What is expected: Could you render the records, from their start through the line containing "886 410 L 883" (that line included), as a Markdown table with the columns Row and Line, one numbered row per line, with blank lines and the pictures omitted?
_ _ _
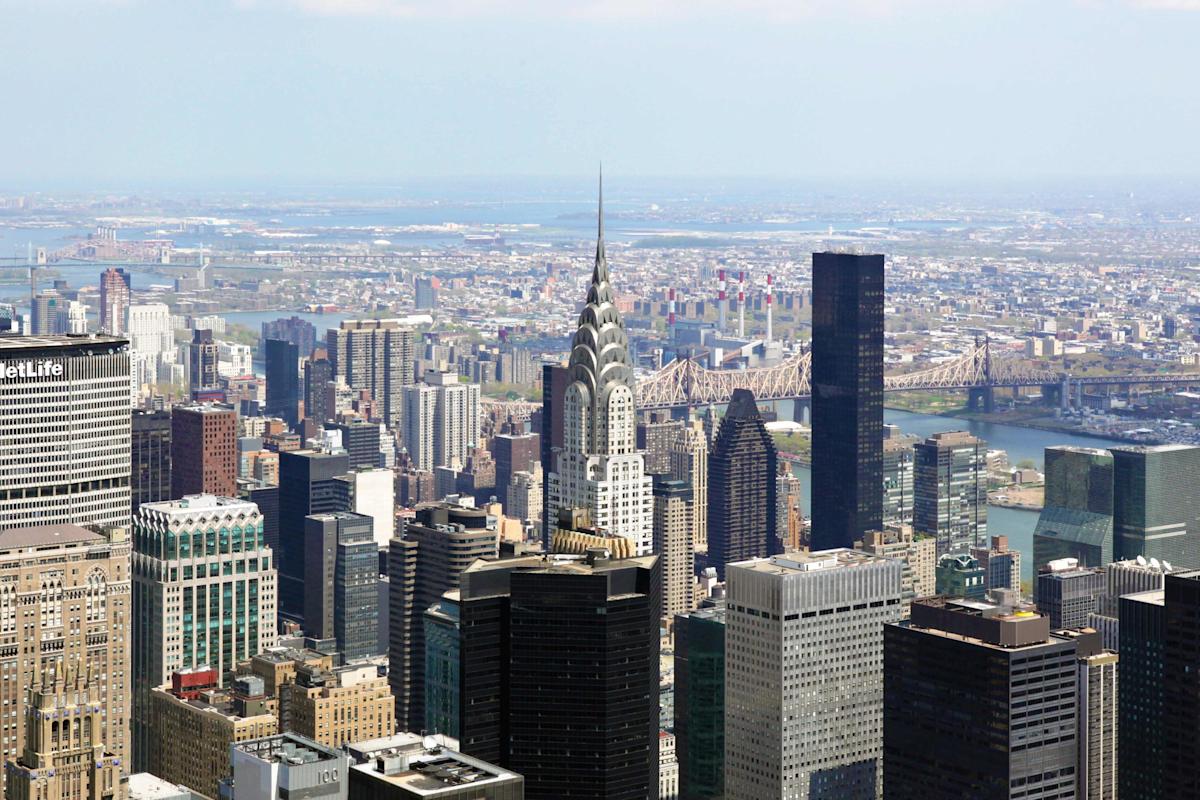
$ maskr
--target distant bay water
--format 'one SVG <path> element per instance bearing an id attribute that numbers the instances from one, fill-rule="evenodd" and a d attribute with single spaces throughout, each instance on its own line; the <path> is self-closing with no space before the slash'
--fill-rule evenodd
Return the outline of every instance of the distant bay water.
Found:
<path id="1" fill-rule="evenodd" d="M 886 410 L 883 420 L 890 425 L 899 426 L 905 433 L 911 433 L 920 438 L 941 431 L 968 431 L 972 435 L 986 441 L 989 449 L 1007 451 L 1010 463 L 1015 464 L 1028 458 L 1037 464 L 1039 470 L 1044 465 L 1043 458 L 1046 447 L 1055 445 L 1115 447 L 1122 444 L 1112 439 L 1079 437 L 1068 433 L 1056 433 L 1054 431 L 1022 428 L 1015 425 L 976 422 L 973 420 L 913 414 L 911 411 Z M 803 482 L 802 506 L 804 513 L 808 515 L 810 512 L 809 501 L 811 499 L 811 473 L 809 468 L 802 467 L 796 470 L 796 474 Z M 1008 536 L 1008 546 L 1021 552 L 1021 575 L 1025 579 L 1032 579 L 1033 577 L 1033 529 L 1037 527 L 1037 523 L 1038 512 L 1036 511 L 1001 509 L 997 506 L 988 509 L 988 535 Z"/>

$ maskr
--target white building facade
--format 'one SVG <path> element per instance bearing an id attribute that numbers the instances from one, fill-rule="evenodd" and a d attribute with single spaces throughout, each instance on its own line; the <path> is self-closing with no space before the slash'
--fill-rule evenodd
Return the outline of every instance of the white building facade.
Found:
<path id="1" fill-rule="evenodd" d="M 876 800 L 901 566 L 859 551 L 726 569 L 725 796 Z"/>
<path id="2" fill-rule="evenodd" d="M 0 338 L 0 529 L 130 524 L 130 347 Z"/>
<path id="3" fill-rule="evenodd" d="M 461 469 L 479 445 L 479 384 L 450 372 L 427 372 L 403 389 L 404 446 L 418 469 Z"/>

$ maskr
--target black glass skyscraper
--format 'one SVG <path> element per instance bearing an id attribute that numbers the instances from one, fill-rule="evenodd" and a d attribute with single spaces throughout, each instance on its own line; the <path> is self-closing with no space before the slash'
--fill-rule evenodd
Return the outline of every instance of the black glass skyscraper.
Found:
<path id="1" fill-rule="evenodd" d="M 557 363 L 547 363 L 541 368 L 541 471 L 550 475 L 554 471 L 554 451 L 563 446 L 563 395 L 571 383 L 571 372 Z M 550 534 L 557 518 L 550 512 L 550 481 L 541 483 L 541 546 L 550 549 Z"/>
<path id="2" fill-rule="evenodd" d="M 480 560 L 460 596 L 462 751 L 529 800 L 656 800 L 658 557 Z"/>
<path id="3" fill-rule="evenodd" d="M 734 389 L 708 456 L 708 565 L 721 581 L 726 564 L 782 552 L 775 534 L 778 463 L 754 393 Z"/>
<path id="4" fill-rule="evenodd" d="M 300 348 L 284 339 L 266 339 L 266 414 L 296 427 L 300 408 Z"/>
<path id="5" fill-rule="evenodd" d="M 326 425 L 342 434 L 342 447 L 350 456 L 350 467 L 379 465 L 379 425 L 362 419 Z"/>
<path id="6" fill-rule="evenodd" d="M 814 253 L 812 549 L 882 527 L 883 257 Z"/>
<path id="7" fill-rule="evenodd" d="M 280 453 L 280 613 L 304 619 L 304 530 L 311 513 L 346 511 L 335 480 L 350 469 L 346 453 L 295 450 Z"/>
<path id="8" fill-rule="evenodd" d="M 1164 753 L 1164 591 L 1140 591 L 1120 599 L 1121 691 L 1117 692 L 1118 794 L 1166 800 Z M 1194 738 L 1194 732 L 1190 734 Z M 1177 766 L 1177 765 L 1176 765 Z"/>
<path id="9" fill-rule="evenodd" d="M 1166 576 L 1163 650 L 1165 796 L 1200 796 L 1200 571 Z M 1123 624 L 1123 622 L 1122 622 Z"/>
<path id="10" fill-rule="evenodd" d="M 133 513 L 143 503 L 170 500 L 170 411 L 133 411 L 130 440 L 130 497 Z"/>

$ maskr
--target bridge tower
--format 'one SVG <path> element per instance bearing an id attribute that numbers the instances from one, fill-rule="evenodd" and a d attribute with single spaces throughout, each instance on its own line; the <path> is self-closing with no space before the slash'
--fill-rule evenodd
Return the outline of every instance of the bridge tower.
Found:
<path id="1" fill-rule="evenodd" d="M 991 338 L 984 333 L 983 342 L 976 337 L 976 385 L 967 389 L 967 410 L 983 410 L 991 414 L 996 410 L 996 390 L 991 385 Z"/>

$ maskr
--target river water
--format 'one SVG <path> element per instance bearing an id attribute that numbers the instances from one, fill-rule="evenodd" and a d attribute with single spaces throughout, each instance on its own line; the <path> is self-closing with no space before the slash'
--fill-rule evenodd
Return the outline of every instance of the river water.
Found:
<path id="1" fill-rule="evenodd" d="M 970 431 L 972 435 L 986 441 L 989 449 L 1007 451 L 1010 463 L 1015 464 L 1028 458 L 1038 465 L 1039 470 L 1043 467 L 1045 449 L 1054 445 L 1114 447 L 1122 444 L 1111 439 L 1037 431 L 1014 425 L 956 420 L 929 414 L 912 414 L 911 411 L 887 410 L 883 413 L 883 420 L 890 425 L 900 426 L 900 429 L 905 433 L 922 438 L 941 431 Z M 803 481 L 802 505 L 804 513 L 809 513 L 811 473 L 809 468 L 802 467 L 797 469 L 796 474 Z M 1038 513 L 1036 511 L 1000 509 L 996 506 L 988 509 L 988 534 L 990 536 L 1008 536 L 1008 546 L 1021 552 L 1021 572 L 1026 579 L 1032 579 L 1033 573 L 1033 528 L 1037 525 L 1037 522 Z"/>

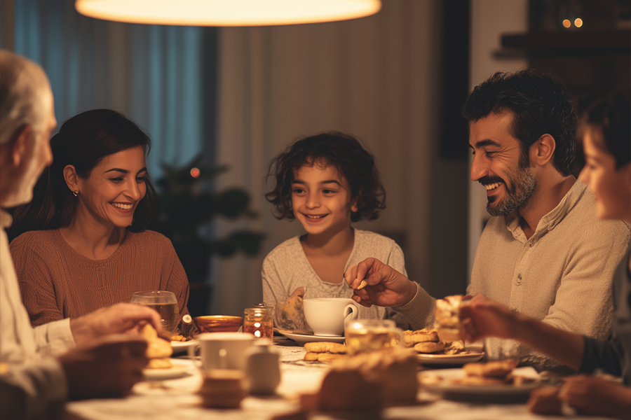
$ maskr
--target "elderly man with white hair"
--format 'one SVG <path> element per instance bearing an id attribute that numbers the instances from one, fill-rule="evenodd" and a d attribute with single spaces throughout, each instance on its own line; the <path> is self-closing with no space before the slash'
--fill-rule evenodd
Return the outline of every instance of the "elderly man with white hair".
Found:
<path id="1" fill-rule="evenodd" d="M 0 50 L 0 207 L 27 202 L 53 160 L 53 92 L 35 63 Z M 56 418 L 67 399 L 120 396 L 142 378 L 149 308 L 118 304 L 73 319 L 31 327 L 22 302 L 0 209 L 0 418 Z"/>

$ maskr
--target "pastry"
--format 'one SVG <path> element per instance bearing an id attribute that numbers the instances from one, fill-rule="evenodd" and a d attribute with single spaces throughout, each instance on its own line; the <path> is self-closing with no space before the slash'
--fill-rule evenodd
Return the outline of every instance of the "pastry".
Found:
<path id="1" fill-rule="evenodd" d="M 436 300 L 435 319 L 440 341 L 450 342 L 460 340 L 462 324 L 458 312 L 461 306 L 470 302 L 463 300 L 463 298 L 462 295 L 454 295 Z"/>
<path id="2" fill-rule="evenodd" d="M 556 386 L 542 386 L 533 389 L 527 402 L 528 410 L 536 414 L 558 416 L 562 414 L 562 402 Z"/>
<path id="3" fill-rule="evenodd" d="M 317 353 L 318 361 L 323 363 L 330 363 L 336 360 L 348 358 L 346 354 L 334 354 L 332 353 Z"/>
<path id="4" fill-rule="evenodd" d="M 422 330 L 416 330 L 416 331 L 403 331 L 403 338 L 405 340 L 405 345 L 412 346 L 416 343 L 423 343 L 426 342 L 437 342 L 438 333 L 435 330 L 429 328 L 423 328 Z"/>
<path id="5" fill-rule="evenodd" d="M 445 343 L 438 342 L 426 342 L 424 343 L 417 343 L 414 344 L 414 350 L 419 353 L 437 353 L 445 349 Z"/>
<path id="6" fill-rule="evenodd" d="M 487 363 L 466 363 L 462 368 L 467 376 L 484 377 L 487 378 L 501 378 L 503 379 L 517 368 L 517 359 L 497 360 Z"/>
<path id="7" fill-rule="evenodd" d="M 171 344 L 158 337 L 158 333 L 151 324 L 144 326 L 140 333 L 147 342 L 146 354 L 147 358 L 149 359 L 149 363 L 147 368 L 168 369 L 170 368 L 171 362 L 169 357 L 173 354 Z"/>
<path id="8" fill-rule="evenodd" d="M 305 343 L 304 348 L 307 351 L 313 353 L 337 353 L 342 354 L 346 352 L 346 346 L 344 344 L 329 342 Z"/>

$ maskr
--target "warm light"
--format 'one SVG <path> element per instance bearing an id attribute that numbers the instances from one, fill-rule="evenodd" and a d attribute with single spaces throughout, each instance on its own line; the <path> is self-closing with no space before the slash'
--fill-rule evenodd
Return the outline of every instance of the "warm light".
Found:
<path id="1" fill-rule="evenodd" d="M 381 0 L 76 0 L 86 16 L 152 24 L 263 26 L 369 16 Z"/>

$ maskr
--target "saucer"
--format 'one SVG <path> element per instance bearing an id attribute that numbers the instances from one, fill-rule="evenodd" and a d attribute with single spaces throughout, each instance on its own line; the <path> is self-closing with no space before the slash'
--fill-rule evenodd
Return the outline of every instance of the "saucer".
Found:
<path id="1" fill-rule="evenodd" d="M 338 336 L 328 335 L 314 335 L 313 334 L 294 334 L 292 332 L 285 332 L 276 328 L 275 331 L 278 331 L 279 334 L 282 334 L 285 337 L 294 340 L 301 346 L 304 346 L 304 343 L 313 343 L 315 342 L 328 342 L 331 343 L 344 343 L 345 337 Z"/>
_ _ _
Problem solution:
| Row | Line |
|---|---|
| 1 | $ maskr |
| 2 | --target distant bay water |
| 3 | --format 'one SVG <path> element per instance bearing an id attribute that numbers the instances from one, fill-rule="evenodd" and a d attribute with single spaces throughout, each instance on its own line; the <path> is self-closing with no space before the slash' |
| 4 | --fill-rule evenodd |
| 5 | Return the outline of every instance of the distant bay water. |
| 6 | Found: |
| 7 | <path id="1" fill-rule="evenodd" d="M 886 410 L 883 420 L 890 425 L 899 426 L 905 433 L 911 433 L 920 438 L 941 431 L 968 431 L 972 435 L 986 441 L 989 449 L 1007 451 L 1010 463 L 1015 464 L 1028 458 L 1037 464 L 1039 470 L 1044 465 L 1043 458 L 1046 447 L 1055 445 L 1115 447 L 1122 444 L 1112 439 L 1079 437 L 1068 433 L 1056 433 L 1054 431 L 1022 428 L 1015 425 L 976 422 L 973 420 L 913 414 L 911 411 Z M 803 482 L 802 506 L 804 513 L 808 515 L 810 512 L 809 501 L 811 499 L 811 473 L 809 468 L 802 467 L 796 470 L 796 474 Z M 1008 536 L 1008 546 L 1021 552 L 1021 575 L 1025 579 L 1032 579 L 1033 577 L 1033 529 L 1037 527 L 1037 523 L 1038 512 L 1036 511 L 1001 509 L 997 506 L 988 509 L 988 535 Z"/> |